_Exercise brief:_
How many lines of these entries include the string "shrub"? State the number alone.
====== Given records ======
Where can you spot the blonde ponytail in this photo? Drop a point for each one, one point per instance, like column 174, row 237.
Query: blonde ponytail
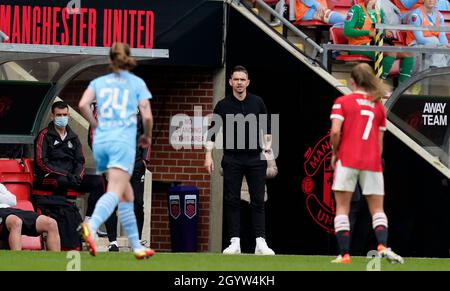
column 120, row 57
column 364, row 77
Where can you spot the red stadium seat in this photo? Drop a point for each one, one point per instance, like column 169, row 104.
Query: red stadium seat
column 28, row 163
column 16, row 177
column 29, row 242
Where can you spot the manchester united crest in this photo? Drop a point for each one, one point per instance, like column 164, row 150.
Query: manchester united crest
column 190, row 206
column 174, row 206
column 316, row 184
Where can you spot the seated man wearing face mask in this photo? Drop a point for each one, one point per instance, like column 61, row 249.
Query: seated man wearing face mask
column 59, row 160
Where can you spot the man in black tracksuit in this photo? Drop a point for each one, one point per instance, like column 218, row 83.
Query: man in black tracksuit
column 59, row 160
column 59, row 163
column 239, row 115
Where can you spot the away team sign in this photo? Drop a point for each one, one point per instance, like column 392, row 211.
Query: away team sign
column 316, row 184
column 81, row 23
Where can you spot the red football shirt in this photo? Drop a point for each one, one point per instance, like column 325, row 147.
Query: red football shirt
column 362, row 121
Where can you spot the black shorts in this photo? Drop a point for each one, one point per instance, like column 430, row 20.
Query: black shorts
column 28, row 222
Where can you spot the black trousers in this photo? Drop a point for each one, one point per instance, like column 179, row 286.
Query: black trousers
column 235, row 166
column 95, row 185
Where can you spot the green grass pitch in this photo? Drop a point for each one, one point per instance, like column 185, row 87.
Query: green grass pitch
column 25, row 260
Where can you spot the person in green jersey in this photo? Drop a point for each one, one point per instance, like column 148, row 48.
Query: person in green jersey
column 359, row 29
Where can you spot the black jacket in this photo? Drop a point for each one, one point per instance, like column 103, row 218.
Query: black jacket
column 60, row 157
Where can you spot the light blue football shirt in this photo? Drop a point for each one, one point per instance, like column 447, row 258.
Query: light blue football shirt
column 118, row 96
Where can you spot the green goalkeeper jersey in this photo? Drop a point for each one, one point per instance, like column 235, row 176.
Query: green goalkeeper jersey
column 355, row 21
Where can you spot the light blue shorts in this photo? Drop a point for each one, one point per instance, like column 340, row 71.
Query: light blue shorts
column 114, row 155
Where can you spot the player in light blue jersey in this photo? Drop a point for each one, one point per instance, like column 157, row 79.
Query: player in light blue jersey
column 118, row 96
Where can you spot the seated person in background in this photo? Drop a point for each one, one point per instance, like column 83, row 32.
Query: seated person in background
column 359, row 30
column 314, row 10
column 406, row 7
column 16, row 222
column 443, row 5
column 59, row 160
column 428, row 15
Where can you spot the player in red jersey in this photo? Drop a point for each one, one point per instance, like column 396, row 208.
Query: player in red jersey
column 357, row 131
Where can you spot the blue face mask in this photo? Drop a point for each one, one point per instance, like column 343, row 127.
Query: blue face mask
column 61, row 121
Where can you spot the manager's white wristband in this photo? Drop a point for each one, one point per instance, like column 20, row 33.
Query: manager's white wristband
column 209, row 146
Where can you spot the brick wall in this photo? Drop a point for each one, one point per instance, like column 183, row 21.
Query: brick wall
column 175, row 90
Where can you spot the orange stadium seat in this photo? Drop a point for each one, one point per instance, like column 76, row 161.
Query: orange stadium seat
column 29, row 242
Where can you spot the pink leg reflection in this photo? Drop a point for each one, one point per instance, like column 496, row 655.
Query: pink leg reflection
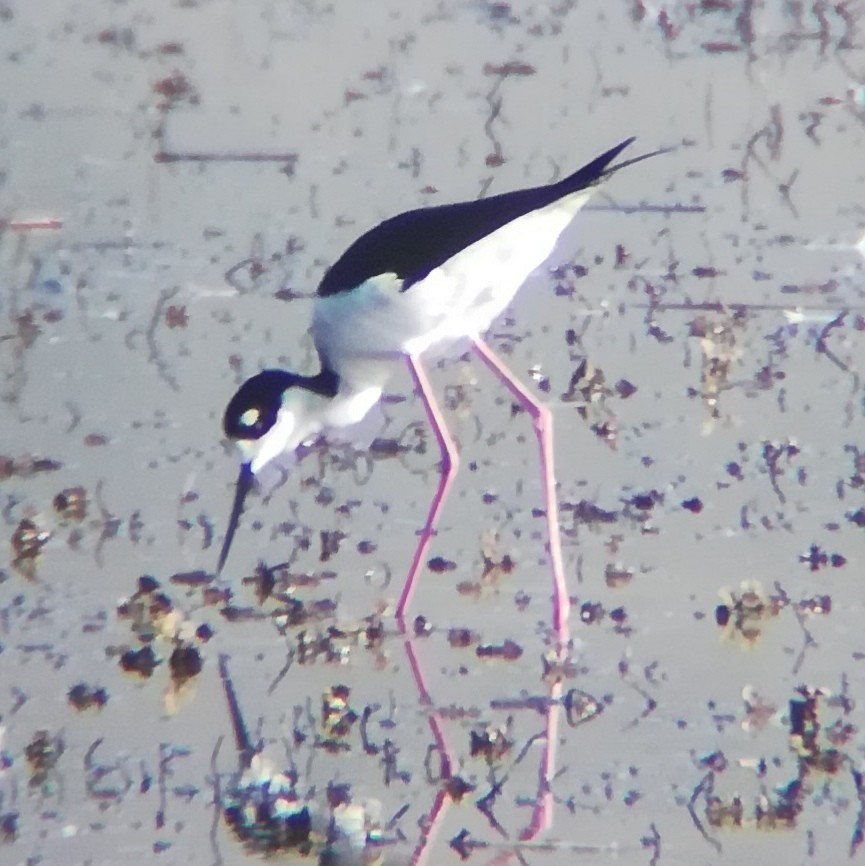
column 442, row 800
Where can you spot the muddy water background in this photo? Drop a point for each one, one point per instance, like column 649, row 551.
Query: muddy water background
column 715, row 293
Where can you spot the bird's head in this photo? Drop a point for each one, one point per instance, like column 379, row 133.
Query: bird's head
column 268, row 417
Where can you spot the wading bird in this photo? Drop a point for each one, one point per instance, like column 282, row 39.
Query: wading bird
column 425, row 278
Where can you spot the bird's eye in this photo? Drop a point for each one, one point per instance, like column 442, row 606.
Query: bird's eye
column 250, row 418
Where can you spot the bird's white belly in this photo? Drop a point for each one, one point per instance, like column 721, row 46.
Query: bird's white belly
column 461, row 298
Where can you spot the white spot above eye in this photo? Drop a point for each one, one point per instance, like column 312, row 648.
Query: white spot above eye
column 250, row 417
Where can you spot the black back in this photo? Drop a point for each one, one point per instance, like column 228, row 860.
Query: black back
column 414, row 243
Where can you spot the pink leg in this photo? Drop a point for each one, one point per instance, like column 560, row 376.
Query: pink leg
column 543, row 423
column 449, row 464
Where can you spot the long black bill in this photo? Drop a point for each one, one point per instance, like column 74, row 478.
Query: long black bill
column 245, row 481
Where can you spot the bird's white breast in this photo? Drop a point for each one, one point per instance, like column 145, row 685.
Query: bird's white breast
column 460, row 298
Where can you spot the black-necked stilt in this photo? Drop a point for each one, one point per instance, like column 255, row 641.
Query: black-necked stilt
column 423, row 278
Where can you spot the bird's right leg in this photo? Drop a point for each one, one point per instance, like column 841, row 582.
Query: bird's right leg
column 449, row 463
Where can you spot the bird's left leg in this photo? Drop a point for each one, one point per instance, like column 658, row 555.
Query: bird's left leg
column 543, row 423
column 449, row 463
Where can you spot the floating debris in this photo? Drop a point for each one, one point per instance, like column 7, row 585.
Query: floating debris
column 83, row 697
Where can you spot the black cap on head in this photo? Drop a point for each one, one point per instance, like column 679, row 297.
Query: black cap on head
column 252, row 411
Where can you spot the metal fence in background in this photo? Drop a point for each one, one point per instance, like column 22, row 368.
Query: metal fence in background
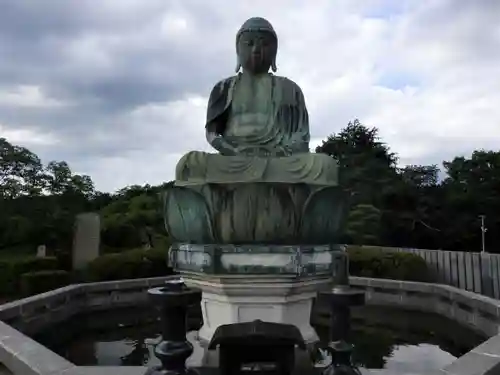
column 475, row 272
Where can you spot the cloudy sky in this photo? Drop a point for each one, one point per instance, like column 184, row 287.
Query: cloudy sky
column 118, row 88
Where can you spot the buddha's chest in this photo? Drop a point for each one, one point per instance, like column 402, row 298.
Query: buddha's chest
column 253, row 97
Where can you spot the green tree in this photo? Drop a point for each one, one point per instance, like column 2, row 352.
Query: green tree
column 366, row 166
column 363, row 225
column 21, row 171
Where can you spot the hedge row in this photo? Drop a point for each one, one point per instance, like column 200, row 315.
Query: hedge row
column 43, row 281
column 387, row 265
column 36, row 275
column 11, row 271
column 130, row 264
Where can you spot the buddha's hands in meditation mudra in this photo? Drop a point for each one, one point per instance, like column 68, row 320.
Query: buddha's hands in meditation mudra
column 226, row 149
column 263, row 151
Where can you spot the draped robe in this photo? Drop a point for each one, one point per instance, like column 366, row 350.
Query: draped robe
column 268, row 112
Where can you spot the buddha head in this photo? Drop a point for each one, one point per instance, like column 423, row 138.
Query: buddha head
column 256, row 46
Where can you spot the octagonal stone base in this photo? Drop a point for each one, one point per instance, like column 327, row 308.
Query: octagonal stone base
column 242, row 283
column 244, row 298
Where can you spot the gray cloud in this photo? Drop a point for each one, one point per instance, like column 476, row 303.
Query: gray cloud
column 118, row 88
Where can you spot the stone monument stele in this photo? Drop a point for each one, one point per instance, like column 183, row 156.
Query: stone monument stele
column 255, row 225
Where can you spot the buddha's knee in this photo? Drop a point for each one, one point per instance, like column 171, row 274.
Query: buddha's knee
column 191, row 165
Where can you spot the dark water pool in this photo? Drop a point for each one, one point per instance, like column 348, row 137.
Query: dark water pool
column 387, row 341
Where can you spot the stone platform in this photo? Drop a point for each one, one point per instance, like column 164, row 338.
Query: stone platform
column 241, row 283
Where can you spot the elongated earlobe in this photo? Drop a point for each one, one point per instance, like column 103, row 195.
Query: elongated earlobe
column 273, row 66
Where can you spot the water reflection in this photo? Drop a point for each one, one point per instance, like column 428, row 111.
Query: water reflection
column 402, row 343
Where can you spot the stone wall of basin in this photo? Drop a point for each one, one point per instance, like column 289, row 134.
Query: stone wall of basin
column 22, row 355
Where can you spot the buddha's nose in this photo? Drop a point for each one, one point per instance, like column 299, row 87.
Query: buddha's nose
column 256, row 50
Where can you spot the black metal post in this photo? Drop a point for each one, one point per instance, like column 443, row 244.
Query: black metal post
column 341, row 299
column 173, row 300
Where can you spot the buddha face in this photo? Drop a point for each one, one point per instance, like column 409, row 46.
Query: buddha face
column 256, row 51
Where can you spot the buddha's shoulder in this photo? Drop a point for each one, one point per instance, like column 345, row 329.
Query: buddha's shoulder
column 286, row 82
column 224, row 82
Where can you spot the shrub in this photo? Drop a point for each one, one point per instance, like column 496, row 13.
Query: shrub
======
_Exercise answer:_
2